• **RECORDS FOR THE EXERCISE**:

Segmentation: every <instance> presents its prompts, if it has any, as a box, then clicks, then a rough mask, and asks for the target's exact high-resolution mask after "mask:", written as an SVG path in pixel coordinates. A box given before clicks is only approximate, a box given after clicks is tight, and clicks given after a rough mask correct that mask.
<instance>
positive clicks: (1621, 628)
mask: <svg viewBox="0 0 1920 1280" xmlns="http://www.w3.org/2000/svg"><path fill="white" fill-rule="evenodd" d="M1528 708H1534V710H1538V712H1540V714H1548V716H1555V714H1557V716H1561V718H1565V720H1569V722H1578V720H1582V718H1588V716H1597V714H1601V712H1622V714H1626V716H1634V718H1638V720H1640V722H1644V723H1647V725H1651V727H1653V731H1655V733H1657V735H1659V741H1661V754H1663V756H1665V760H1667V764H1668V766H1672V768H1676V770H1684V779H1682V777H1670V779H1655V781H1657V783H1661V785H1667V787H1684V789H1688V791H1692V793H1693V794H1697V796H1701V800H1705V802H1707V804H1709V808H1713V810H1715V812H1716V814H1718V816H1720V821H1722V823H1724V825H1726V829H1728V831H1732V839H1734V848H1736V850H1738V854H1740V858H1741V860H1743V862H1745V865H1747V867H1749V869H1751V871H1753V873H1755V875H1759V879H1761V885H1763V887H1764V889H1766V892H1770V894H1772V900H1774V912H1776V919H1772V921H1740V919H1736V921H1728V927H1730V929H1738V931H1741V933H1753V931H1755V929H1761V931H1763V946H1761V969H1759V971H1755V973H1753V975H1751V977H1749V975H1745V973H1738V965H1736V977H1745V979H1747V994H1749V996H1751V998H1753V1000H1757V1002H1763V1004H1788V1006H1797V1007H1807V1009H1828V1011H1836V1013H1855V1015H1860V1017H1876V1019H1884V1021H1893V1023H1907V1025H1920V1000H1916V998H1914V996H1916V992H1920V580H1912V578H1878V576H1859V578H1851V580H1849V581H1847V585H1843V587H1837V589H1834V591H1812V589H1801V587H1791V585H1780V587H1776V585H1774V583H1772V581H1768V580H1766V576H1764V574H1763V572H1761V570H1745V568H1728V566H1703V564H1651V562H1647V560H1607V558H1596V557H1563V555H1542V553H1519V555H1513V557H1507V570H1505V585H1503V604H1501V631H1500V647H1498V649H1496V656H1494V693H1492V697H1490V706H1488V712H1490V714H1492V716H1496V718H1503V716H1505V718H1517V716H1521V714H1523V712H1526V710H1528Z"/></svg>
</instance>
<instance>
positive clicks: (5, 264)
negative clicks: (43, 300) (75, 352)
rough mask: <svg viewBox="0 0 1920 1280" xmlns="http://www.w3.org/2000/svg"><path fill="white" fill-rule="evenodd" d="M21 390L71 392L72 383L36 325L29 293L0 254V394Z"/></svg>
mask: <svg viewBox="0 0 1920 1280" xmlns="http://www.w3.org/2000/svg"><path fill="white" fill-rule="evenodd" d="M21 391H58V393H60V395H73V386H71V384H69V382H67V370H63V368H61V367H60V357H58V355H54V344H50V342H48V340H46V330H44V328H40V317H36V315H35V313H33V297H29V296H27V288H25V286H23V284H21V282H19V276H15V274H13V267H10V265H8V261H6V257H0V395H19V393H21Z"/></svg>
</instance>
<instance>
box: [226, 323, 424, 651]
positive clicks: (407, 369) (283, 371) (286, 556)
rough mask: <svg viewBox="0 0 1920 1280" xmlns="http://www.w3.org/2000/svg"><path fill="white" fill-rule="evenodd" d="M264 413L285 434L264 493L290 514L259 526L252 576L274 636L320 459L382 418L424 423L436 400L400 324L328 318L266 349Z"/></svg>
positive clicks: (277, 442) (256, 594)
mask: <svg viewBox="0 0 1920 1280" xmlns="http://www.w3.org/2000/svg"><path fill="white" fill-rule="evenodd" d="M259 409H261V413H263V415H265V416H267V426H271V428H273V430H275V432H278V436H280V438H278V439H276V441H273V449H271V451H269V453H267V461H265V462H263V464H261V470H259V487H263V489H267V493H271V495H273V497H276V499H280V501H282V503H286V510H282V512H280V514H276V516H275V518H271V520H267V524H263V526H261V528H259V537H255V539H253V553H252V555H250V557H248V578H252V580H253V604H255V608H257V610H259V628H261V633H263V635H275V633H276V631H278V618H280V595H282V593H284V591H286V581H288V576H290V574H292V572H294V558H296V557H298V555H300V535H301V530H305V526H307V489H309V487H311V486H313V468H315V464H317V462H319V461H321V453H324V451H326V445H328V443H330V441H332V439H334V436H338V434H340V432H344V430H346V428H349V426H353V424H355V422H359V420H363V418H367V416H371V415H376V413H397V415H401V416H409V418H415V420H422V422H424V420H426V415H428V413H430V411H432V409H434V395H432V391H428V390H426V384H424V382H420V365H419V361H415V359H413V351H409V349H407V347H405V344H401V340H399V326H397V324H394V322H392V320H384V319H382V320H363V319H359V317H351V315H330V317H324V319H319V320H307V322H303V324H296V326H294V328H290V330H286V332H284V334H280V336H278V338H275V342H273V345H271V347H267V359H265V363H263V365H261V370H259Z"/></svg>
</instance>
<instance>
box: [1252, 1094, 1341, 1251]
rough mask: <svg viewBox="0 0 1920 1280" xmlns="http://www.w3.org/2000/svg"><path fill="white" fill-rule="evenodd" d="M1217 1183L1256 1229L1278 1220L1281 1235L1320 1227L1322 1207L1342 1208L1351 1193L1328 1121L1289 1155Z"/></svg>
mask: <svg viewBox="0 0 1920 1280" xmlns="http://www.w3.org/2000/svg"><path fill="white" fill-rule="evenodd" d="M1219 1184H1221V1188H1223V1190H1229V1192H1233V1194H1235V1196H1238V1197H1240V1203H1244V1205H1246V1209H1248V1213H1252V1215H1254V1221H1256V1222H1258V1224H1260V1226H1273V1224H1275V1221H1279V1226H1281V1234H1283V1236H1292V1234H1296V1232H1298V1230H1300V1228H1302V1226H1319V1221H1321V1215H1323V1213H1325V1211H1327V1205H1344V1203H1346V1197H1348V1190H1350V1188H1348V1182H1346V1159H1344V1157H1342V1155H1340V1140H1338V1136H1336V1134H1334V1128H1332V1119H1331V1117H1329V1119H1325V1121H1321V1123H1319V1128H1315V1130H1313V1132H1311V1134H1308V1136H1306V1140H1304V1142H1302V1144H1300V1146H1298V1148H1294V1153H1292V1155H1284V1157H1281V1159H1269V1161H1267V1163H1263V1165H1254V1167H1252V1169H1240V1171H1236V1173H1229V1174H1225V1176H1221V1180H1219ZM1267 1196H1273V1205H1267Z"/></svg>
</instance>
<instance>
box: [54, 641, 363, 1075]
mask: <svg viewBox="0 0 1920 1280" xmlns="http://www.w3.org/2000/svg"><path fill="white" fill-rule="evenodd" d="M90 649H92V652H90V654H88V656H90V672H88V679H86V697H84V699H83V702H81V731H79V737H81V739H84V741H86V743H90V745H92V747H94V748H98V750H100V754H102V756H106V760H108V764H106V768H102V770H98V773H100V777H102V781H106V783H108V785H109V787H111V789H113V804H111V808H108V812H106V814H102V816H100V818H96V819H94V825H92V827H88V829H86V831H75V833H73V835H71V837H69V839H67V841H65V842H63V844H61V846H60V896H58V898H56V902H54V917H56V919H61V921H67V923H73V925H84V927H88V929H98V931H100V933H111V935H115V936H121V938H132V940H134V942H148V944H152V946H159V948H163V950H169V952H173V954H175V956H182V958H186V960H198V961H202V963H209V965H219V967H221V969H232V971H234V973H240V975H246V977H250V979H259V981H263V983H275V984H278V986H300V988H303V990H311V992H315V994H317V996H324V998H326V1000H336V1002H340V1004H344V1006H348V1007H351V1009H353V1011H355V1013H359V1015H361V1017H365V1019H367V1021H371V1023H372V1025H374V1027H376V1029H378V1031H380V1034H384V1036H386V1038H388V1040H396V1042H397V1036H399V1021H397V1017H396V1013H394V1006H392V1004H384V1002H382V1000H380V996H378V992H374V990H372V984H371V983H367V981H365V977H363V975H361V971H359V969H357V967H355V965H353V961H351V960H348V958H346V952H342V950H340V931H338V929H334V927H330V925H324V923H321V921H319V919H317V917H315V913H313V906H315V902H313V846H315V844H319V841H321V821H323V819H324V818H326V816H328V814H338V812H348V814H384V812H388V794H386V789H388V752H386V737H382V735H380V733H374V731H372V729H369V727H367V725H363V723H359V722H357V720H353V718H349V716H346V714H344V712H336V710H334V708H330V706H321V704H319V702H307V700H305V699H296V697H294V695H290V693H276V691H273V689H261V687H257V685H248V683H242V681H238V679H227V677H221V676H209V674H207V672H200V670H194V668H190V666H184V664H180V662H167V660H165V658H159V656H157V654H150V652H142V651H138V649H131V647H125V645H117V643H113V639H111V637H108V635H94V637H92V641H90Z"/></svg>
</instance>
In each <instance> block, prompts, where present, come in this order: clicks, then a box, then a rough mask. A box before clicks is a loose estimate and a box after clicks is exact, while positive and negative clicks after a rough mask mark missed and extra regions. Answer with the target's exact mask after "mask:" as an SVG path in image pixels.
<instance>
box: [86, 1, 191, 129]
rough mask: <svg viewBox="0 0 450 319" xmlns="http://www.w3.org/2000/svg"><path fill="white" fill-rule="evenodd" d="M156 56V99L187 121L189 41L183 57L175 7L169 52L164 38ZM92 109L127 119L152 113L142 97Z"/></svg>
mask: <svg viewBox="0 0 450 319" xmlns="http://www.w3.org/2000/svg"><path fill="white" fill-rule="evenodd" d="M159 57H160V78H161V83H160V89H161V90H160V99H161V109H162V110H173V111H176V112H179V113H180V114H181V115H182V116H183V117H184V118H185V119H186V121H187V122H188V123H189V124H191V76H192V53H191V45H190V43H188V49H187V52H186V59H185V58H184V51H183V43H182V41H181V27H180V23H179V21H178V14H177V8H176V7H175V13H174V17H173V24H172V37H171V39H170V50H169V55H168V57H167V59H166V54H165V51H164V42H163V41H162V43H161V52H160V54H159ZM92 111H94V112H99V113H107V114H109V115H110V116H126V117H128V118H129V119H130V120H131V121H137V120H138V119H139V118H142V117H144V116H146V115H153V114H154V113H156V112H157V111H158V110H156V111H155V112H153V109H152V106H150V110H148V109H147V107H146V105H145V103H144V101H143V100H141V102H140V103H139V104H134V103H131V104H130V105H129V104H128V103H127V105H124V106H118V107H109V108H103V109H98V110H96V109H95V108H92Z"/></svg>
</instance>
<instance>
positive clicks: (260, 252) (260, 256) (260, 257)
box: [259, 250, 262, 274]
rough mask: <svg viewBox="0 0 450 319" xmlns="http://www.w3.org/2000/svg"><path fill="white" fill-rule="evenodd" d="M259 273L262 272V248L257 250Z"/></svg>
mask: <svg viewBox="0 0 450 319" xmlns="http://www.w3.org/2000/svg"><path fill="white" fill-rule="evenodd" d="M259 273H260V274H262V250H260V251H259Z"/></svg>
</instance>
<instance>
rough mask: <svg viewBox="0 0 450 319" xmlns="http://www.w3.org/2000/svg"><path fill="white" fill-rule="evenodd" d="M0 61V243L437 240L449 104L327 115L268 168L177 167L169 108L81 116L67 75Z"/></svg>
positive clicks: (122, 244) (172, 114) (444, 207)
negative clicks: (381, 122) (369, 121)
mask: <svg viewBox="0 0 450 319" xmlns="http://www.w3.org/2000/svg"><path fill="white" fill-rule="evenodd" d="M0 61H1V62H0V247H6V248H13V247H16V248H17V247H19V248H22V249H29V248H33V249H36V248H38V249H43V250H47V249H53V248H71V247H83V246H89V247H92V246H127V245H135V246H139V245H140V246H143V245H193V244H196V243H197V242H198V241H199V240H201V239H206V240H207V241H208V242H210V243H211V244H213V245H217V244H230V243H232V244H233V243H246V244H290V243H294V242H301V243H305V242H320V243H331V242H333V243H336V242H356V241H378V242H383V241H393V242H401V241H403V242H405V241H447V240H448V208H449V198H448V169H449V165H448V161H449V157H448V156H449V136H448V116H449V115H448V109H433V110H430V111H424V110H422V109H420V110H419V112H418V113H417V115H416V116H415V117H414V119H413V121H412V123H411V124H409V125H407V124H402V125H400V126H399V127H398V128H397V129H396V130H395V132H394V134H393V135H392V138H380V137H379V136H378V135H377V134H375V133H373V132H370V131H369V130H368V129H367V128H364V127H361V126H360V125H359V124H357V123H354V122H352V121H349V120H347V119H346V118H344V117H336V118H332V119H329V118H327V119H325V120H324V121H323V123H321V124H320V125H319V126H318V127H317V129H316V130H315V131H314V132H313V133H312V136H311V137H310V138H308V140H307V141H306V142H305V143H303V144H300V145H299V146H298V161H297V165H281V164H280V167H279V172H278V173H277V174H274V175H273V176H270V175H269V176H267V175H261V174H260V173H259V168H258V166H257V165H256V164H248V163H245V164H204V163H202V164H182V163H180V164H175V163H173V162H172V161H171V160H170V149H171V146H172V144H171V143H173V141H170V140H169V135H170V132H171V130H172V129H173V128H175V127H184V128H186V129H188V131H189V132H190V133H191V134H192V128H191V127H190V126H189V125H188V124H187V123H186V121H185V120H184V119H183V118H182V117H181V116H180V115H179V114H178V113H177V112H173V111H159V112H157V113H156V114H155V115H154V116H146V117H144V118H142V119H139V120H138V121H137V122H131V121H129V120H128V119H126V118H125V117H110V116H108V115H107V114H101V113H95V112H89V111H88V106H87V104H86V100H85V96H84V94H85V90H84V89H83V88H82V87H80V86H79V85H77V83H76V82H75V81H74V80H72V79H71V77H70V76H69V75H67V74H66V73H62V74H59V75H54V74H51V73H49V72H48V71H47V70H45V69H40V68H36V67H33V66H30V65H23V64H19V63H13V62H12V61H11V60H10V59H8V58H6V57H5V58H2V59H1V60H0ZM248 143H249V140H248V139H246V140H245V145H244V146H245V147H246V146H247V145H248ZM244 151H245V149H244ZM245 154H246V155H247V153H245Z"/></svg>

• **TASK GOAL**: Where does the string "before" appear in the records? Copy every line that holds it.

• **RESPONSE FOR THIS EXERCISE**:
Segmentation: every <instance> presents its prompts, if it has any, as a box, then clicks, then a rough mask, and asks for the target's exact high-resolution mask after "mask:", written as an SVG path in pixel coordinates. A box given before clicks is only approximate, a box given after clicks is tight, and clicks given after a rough mask correct that mask.
In each <instance> block, prompts, where present, come in this order: clicks, then a box, then a rough mask. A box before clicks is a loose estimate and a box after clicks is exact, while positive and negative clicks after a rough mask mark missed and extra regions. Answer with the target's exact mask after "mask:" as an SVG path in image pixels.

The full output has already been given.